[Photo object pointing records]
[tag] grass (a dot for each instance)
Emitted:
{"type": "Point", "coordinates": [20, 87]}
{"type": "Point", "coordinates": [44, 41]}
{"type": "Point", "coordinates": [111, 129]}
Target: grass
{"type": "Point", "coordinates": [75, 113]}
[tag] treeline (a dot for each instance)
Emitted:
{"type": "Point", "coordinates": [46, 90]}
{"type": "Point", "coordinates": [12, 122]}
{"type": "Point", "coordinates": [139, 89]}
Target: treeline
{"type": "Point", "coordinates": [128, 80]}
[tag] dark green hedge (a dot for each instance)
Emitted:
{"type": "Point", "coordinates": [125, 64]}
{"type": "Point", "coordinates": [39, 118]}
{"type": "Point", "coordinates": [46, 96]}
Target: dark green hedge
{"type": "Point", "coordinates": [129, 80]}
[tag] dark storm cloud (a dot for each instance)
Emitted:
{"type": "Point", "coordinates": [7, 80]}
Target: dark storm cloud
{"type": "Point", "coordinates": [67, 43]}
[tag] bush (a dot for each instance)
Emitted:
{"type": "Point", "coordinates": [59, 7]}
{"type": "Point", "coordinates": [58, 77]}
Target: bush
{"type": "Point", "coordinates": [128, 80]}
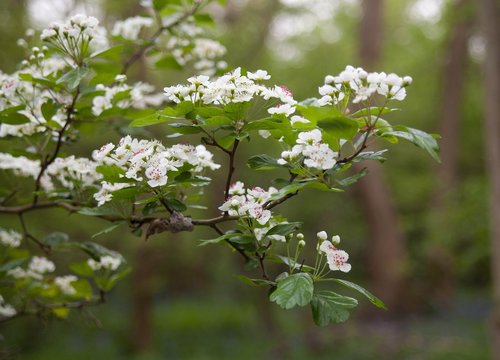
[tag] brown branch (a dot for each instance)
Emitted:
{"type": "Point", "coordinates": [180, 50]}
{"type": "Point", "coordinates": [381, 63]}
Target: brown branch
{"type": "Point", "coordinates": [49, 160]}
{"type": "Point", "coordinates": [152, 40]}
{"type": "Point", "coordinates": [231, 168]}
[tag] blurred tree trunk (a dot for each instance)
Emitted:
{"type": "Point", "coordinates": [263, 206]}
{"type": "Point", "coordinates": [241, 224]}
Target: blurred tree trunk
{"type": "Point", "coordinates": [141, 332]}
{"type": "Point", "coordinates": [454, 69]}
{"type": "Point", "coordinates": [490, 20]}
{"type": "Point", "coordinates": [386, 244]}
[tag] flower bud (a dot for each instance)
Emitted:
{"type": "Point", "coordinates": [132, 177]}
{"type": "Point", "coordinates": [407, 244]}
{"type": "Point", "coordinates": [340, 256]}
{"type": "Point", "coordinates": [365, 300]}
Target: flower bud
{"type": "Point", "coordinates": [322, 235]}
{"type": "Point", "coordinates": [335, 240]}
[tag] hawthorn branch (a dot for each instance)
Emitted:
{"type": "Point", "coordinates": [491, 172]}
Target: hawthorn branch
{"type": "Point", "coordinates": [50, 159]}
{"type": "Point", "coordinates": [152, 40]}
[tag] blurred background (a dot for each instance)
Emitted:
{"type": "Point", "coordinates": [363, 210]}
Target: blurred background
{"type": "Point", "coordinates": [417, 231]}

**The request**: Write out again the lines from the one with "[tag] bush (a dot for each instance)" through the end of the records exactly, without any of the pictures.

**Solution to the exercise**:
[tag] bush (a dot for each instance)
Emitted:
{"type": "Point", "coordinates": [59, 7]}
{"type": "Point", "coordinates": [58, 77]}
Target: bush
{"type": "Point", "coordinates": [128, 80]}
[tag] brown branch (a dot for each instance)
Emitted:
{"type": "Point", "coordinates": [180, 50]}
{"type": "Point", "coordinates": [381, 63]}
Target: brown branch
{"type": "Point", "coordinates": [49, 160]}
{"type": "Point", "coordinates": [152, 40]}
{"type": "Point", "coordinates": [231, 168]}
[tag] blurred tree trunk (a dot for each instance)
Emitted:
{"type": "Point", "coordinates": [263, 206]}
{"type": "Point", "coordinates": [241, 224]}
Target: blurred tree trunk
{"type": "Point", "coordinates": [141, 332]}
{"type": "Point", "coordinates": [454, 69]}
{"type": "Point", "coordinates": [490, 20]}
{"type": "Point", "coordinates": [386, 244]}
[tag] flower bud (a dot for each instance)
Emitted:
{"type": "Point", "coordinates": [132, 177]}
{"type": "Point", "coordinates": [407, 244]}
{"type": "Point", "coordinates": [340, 256]}
{"type": "Point", "coordinates": [365, 300]}
Target: flower bud
{"type": "Point", "coordinates": [322, 235]}
{"type": "Point", "coordinates": [335, 240]}
[tag] hawthorn branch (a dot for each instance)
Emitted:
{"type": "Point", "coordinates": [491, 172]}
Target: hawthorn branch
{"type": "Point", "coordinates": [50, 159]}
{"type": "Point", "coordinates": [152, 40]}
[tag] blurred background (a dot for each instance)
Emitted:
{"type": "Point", "coordinates": [363, 210]}
Target: blurred background
{"type": "Point", "coordinates": [417, 231]}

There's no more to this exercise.